Express the data below, between the lines holding "the metal railing" and "point(350, 397)", inclusive, as a two-column CSV with the columns label_text and answer_points. Each row should pair one line of text with the point calls that follow it. Quote every field, replace line breaks with spaces, and leave the pictures out.

== Material to process

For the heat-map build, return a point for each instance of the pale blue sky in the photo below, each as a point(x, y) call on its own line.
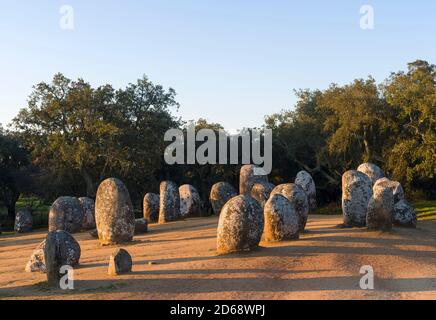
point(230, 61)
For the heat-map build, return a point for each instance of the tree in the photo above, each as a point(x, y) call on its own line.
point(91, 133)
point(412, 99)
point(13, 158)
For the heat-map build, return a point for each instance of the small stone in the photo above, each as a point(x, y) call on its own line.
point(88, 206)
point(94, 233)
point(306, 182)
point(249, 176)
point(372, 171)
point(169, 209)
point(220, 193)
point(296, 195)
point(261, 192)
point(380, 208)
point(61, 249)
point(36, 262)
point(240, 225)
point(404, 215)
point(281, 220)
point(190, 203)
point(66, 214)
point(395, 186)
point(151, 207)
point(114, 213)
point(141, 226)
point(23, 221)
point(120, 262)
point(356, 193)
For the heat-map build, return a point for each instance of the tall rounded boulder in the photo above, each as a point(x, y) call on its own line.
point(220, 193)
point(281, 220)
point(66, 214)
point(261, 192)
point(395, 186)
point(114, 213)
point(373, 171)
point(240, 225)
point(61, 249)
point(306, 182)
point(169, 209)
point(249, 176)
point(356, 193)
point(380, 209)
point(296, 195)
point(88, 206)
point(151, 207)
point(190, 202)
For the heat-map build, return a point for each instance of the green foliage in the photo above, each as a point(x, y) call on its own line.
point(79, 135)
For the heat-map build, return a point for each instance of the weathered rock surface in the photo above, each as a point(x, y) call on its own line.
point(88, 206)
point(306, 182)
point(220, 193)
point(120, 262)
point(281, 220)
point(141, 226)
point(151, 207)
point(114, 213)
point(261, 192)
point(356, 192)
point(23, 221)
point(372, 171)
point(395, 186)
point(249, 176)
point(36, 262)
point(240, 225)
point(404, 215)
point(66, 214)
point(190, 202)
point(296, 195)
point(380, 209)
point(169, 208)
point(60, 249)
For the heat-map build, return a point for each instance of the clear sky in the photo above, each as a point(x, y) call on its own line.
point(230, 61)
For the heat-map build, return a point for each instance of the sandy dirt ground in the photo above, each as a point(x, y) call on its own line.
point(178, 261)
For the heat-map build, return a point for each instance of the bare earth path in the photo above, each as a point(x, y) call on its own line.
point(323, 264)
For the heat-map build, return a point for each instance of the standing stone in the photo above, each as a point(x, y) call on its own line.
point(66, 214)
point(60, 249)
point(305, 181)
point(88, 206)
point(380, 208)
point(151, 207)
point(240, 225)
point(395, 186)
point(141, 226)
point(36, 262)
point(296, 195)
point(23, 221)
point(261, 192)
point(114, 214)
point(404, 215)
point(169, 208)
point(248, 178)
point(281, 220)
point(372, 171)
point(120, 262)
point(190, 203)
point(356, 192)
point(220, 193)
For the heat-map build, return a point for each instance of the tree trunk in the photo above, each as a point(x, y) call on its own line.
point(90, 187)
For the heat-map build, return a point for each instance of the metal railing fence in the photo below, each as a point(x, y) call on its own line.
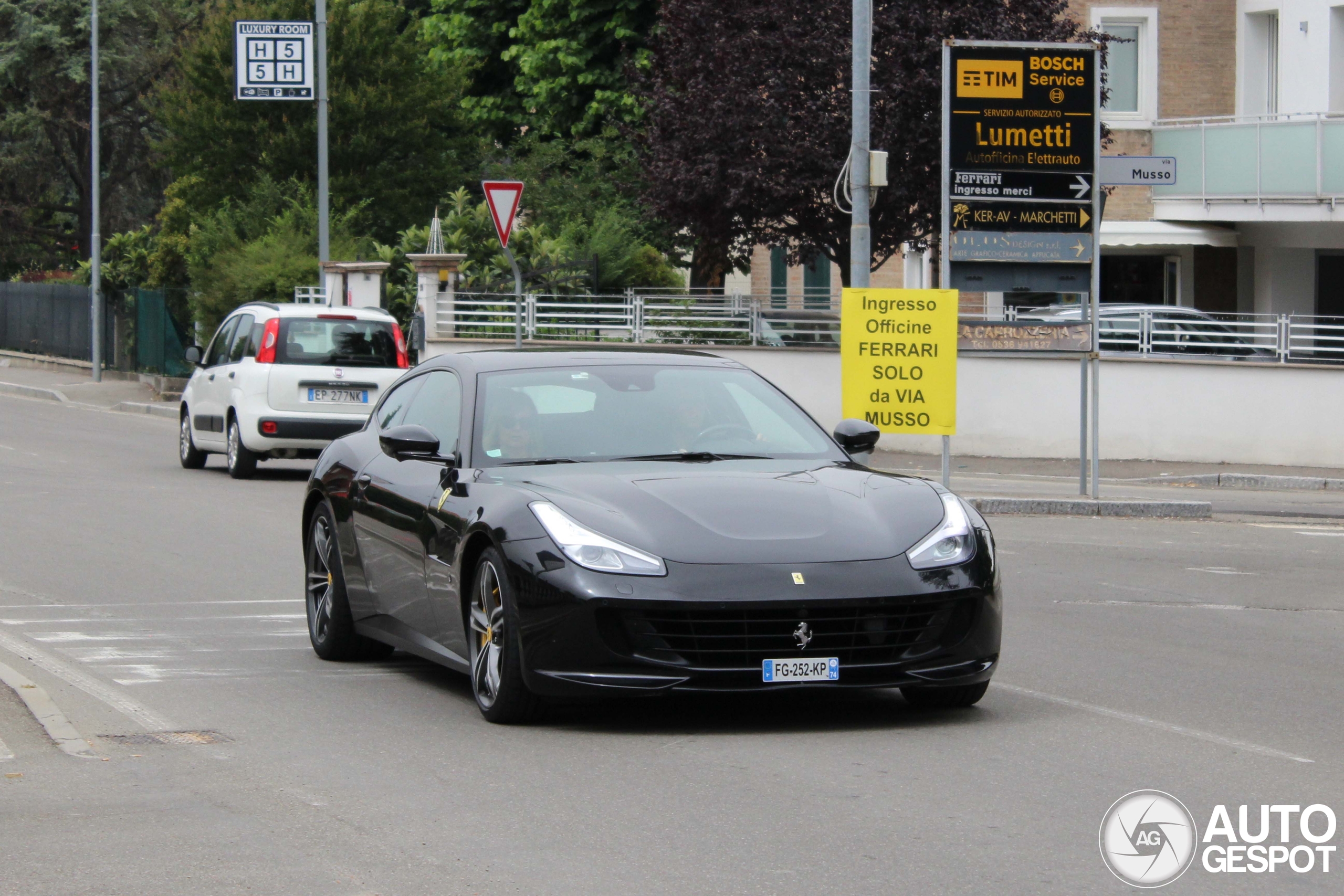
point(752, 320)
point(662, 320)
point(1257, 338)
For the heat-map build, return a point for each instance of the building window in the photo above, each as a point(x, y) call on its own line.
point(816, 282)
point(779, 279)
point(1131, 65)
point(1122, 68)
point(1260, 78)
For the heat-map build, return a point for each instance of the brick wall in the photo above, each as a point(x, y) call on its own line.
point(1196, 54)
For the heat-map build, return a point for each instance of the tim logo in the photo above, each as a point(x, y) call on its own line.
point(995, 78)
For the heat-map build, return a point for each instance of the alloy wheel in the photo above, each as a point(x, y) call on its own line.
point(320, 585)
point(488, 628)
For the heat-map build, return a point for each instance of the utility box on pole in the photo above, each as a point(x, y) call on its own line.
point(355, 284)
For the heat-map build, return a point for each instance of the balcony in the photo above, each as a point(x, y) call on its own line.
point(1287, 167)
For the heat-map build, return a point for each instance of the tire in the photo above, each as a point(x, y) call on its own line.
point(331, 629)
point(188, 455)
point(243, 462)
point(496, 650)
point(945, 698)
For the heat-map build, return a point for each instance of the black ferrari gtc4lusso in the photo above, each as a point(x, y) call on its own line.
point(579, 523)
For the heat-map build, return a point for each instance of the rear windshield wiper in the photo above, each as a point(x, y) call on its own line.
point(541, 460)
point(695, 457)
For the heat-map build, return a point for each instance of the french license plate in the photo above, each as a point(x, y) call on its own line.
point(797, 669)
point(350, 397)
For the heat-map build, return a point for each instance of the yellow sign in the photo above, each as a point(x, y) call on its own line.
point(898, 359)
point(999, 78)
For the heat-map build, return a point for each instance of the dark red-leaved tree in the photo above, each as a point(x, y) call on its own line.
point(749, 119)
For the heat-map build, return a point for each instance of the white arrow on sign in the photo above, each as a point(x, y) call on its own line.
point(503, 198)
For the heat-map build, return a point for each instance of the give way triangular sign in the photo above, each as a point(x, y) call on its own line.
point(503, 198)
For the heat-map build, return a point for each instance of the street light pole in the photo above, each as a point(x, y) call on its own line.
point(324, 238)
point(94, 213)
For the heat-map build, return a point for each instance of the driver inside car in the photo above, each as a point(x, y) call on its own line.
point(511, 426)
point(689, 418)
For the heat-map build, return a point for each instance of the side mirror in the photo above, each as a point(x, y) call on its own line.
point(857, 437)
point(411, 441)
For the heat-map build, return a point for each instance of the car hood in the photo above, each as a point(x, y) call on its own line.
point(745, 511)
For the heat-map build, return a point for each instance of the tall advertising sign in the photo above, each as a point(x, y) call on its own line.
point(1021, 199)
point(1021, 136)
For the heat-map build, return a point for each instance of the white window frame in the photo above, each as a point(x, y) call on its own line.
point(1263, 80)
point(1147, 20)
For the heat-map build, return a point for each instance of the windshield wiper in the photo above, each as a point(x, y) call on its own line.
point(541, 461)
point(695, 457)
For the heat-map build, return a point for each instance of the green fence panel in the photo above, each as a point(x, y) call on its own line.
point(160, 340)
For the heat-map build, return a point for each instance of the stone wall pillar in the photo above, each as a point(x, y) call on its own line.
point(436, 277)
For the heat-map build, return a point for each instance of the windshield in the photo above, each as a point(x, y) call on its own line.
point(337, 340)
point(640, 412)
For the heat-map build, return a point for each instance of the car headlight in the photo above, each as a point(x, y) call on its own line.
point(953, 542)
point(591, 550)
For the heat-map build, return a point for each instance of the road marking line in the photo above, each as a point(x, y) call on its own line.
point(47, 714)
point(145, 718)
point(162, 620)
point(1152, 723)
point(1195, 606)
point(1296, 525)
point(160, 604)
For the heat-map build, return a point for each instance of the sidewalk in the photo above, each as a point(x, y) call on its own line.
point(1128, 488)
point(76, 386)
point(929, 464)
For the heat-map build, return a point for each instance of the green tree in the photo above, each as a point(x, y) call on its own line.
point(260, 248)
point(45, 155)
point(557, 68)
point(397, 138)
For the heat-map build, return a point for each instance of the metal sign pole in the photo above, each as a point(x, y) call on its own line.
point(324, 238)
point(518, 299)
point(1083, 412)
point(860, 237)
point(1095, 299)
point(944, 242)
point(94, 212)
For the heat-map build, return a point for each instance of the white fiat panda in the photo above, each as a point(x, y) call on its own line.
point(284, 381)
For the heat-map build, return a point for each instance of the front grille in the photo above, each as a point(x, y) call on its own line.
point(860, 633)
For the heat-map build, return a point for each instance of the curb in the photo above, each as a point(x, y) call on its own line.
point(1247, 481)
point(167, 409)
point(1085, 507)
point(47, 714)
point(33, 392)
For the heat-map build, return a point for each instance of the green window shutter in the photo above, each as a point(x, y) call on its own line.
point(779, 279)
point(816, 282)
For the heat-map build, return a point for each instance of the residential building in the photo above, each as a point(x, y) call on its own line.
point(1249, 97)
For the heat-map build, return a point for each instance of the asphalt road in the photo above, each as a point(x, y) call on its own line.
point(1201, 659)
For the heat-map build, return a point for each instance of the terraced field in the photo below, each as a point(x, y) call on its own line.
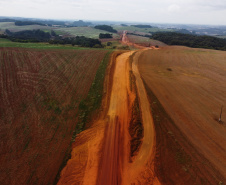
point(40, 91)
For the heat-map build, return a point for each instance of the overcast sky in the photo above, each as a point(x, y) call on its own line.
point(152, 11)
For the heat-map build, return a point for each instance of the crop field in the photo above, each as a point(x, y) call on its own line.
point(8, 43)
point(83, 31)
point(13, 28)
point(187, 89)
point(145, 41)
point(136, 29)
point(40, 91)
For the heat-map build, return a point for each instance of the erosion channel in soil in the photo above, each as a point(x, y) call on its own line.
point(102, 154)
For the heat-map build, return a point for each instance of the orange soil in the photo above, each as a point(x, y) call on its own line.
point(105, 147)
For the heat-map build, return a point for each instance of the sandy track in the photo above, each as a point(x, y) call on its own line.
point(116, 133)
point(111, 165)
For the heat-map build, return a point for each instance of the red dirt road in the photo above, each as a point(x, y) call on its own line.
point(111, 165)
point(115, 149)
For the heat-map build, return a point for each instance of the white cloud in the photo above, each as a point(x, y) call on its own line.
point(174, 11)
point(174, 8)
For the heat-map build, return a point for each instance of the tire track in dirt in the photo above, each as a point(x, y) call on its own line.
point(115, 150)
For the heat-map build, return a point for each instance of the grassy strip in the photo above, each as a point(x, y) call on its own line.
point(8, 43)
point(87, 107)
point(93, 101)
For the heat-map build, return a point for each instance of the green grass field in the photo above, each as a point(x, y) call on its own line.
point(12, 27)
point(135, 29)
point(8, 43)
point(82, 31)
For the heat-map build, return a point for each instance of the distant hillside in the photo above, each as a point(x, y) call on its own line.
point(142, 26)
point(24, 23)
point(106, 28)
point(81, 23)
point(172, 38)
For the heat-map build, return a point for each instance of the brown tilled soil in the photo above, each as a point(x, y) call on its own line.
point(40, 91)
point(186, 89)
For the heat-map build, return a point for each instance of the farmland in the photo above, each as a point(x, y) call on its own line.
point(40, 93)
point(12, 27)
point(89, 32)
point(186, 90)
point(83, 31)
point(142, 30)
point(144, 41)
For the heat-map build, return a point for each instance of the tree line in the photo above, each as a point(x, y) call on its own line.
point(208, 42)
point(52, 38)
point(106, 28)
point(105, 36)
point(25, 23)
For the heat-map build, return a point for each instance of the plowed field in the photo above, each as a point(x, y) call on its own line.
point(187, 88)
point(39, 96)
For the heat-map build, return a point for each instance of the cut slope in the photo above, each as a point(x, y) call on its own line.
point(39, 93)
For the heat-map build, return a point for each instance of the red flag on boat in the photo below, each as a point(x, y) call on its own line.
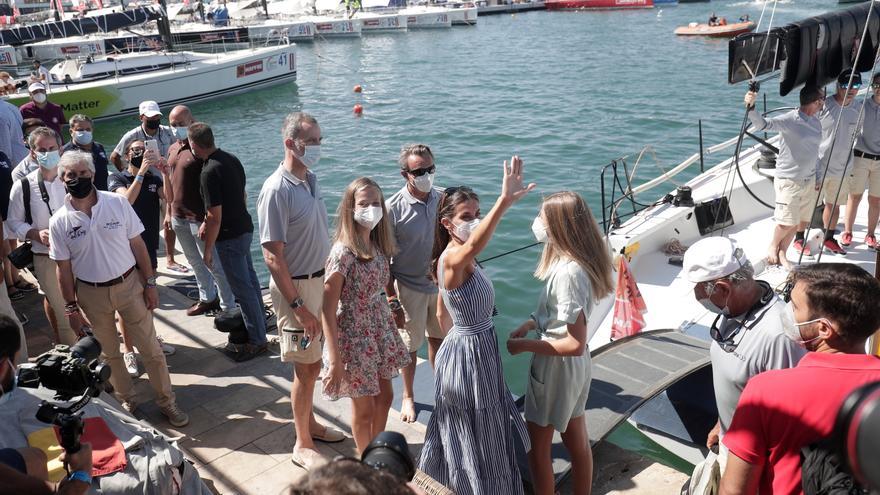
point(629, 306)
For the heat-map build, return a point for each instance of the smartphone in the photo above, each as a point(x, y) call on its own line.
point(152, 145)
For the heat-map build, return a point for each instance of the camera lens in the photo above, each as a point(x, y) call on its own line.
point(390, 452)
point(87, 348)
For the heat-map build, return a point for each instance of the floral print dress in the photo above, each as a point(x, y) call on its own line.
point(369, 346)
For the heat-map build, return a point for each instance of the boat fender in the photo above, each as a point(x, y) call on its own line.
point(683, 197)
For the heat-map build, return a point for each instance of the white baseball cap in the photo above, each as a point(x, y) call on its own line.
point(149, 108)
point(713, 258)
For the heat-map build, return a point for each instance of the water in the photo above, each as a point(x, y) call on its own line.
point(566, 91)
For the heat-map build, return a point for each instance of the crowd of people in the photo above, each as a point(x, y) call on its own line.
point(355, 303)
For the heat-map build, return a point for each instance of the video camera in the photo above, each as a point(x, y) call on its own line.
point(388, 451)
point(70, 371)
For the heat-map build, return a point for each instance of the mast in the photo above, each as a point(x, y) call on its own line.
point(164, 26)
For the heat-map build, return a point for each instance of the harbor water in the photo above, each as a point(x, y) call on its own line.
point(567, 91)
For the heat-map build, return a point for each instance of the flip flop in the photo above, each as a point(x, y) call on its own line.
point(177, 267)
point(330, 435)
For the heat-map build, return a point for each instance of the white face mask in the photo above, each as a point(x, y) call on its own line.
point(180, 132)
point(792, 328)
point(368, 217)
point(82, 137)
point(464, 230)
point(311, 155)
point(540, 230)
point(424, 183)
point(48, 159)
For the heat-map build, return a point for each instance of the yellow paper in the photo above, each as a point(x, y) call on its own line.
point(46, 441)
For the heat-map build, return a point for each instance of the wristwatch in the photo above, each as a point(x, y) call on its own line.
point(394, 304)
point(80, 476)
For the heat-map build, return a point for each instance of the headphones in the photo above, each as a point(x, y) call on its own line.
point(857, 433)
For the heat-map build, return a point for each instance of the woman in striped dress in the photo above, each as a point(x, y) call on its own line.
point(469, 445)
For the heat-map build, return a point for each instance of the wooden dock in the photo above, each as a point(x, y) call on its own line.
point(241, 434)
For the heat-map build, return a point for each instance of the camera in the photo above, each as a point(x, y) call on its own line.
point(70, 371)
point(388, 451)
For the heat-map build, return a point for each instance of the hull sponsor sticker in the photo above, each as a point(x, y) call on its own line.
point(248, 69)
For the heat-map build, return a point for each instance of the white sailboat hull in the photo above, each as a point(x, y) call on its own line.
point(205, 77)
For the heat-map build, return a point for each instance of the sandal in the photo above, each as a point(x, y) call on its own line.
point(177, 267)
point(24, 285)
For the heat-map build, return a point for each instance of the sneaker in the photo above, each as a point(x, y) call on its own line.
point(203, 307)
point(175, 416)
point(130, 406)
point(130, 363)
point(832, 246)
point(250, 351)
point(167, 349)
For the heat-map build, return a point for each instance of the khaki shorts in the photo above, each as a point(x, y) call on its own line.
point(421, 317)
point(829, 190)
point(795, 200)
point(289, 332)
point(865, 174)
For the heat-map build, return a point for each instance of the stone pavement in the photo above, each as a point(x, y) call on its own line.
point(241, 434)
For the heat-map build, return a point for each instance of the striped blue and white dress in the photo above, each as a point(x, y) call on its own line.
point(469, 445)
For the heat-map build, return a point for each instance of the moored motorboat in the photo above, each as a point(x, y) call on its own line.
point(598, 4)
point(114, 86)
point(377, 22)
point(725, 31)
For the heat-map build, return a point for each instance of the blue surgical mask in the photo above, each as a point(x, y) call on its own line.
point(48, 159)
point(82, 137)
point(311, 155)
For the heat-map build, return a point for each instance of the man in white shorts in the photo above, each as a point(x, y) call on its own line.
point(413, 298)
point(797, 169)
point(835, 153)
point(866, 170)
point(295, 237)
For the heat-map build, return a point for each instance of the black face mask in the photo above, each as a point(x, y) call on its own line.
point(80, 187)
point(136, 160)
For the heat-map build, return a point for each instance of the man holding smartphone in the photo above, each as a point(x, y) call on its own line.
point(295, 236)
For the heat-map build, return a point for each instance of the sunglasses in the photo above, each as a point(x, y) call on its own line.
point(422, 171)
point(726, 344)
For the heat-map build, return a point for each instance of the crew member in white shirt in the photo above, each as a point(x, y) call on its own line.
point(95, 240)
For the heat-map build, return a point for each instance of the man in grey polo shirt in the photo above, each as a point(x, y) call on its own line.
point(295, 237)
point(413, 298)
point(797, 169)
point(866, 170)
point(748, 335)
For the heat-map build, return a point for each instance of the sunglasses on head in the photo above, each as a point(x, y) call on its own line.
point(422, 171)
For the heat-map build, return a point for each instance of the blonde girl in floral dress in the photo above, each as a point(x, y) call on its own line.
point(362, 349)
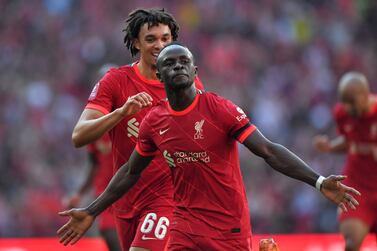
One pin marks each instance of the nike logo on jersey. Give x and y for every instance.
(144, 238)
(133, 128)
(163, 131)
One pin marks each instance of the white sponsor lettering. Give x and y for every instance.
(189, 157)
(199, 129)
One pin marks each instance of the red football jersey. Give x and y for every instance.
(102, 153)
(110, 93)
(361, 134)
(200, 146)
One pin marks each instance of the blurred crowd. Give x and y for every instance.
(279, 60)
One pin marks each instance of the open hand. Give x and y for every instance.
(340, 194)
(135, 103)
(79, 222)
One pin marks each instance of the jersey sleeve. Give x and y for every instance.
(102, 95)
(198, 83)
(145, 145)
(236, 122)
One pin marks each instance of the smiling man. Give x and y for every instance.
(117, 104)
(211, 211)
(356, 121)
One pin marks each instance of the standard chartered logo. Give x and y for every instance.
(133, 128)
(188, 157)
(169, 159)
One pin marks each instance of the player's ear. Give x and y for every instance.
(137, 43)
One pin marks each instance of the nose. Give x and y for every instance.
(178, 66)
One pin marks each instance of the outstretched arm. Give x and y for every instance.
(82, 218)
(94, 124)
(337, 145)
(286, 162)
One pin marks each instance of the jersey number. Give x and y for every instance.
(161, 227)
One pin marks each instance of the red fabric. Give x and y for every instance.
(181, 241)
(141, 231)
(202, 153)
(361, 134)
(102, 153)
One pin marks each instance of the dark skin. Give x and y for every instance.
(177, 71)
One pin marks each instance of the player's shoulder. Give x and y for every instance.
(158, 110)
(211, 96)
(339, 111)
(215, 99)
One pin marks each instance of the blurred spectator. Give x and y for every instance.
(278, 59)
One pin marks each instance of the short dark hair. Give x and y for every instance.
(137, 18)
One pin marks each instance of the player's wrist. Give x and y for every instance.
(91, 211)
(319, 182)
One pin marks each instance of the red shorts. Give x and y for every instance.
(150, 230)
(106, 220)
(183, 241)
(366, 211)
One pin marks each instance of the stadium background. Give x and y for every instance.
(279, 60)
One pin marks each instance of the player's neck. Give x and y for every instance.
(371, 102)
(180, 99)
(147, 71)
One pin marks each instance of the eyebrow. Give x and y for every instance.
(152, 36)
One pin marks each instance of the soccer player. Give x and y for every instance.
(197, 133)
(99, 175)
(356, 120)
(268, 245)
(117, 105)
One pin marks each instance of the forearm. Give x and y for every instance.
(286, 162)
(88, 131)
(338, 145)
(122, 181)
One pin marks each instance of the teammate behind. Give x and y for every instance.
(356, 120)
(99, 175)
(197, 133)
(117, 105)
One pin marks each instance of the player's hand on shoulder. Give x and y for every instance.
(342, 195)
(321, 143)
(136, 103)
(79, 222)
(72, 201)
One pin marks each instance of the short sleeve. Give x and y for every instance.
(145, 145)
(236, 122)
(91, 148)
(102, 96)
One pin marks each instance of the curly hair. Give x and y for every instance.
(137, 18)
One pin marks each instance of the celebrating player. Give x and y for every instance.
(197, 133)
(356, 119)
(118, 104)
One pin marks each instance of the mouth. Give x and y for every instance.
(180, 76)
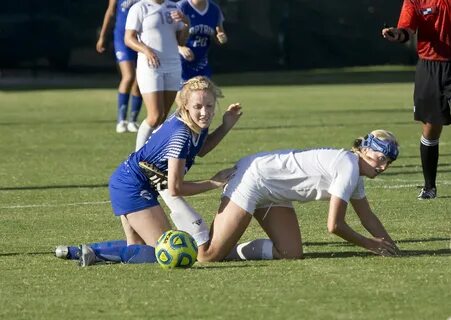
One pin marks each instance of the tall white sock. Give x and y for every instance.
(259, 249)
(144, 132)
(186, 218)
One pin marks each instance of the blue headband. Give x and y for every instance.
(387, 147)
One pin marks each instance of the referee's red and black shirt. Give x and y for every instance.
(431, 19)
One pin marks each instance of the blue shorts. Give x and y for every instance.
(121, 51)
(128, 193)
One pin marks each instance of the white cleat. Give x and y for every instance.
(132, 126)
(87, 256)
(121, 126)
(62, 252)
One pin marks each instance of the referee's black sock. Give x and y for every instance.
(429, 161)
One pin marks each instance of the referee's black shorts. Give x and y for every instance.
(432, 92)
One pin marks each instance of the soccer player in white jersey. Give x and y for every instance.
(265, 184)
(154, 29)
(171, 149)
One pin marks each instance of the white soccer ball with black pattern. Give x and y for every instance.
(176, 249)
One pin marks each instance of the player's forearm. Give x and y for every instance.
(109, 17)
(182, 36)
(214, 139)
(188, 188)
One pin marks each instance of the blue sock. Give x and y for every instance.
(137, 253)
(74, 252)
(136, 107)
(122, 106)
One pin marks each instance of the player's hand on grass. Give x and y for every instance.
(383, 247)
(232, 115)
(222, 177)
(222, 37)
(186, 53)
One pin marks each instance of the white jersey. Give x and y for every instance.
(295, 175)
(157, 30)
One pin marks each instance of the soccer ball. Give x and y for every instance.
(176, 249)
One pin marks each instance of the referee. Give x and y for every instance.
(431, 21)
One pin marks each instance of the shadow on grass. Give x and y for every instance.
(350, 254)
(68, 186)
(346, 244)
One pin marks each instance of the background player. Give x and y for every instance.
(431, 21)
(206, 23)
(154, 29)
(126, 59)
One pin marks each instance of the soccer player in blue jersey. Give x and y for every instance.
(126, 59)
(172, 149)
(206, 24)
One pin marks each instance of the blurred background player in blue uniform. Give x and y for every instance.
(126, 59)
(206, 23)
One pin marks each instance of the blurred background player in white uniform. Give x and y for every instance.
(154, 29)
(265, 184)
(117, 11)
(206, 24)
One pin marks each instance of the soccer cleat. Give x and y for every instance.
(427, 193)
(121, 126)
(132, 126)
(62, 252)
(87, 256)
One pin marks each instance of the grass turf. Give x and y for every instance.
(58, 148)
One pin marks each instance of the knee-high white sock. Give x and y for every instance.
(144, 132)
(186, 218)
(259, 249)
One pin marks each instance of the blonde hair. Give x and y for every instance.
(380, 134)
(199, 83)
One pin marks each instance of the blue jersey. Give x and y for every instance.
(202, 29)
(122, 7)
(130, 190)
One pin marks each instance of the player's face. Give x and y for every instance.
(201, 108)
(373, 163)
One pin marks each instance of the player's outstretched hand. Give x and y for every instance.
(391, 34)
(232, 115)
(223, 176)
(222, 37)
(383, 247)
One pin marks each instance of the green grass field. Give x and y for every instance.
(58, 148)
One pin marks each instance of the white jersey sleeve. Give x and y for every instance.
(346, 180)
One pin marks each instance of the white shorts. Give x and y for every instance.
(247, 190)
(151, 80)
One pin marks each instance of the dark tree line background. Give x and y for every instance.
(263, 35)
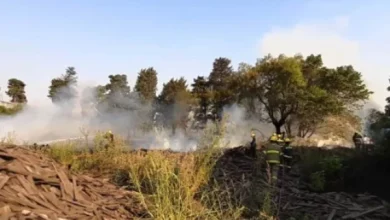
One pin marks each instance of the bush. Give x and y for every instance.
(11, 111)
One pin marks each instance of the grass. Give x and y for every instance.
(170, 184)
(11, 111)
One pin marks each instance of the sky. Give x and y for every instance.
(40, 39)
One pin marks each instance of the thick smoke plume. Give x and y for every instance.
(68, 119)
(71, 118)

====

- [Expected answer]:
label_text,answer_points
"For the heat-map build, return a point for each instance of the metal railing fence in the photo below, each as a point(x, y) call on its own line.","point(752, 320) point(662, 320) point(1257, 338)"
"For the heat-map build, return a point for each instance of the building window in the photo above, each as a point(x, y) call on its own line.","point(816, 282) point(779, 279) point(1131, 65) point(1122, 68) point(1260, 78)"
"For the heat-map build, return a point for each instance of the brick wall in the photo above, each as a point(x, y) call on its own line.","point(1196, 54)"
"For the heat-map build, return a point for each instance of the tim logo in the photo above, each as a point(x, y) call on its own line.","point(995, 78)"
"For the heat-map build, return a point for each instance of the alloy wheel in the photo above, each as a point(x, y) call on its own line.","point(320, 585) point(488, 628)"
"For the heat-map build, return a point for each instance of the utility box on pole in the photo above, each as a point(x, y) call on its own line.","point(355, 284)"
"For the heat-map build, return a point for each instance of the balcony in the photo above, each as a point(x, y) call on its own line.","point(1287, 167)"
"For the heat-map build, return a point for each instance of the tire in the photo above, each as a point(x, y) call on its own line.","point(331, 629) point(188, 455) point(243, 462) point(496, 650) point(945, 698)"
"For the heat-map build, return a point for each instance of the black ferrari gtc4lusso in the photo above, each as a point(x, y) call on its own line.","point(579, 523)"
"For the heat-map build, return a point for each instance of the rear windshield wiper in the photo above, each as a point(x, y) call on its own line.","point(541, 460) point(695, 457)"
"For the heat-map build, return a point for each instance of the french license plate in the photo above, each as a point(x, y) call on its own line.","point(797, 669) point(350, 397)"